■ Rows from a dataset ■
►

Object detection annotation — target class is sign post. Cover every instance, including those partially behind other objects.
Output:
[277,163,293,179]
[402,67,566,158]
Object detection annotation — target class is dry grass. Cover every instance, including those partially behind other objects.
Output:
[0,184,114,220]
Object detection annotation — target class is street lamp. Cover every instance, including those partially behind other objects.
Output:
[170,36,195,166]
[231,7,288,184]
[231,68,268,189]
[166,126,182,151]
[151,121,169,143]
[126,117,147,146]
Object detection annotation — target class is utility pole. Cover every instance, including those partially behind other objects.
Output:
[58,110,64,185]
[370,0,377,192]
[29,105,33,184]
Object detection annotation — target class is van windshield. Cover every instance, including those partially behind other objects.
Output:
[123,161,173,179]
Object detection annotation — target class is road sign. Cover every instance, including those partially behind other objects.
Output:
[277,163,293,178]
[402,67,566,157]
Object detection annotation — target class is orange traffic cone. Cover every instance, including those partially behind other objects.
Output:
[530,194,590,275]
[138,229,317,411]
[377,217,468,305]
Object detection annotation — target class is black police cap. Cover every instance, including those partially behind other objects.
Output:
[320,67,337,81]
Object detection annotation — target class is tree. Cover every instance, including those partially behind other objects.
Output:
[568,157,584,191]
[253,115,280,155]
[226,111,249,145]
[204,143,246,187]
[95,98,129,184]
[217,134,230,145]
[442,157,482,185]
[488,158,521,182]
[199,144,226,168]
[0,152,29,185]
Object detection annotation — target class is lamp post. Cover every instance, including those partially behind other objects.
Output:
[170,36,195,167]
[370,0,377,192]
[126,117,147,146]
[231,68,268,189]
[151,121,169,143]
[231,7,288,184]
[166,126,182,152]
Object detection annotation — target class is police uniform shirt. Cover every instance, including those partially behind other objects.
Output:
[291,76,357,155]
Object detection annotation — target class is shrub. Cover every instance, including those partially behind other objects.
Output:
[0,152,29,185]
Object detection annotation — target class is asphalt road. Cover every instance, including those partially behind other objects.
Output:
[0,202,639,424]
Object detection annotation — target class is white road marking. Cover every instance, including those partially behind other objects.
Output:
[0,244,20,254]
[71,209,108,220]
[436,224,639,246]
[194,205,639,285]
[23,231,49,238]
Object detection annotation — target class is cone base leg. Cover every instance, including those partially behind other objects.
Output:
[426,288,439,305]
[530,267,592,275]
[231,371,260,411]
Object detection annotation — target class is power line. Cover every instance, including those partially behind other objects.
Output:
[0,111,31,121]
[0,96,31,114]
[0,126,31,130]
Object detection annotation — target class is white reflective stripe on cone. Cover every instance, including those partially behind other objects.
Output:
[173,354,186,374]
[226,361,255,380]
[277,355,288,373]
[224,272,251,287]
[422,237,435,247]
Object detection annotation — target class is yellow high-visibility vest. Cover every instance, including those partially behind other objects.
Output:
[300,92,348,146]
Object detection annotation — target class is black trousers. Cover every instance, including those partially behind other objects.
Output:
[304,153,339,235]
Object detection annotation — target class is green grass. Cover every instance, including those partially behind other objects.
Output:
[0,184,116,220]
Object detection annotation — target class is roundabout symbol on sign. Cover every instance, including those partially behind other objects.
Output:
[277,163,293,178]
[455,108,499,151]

◄

Copy the lines between the one holding "Object detection annotation — target class is power" and the one holding "[0,184,116,220]", inclusive, reproducing them without any change.

Object detection annotation — target class is power line. Cover every instance, including those partially behind other objects.
Output:
[0,111,31,121]
[0,96,31,114]
[0,126,31,130]
Object detection annotation — target class is white reflective stripe on cone. Cover every instance, including those partially behind other objects.
Output:
[173,354,186,374]
[226,361,255,380]
[277,355,288,373]
[224,272,251,287]
[422,237,435,247]
Object detection annotation — target class is yellow high-visibility vest. Cover every instance, including those partially behind other objects.
Output:
[300,92,348,146]
Object detection annotation — target class is black trousers. Cover every instance, including those partially behind other objects.
Output:
[304,153,339,235]
Object detection annotation — target class is green grass. Cover every instance, including those partially behind other objects.
Output:
[0,184,116,220]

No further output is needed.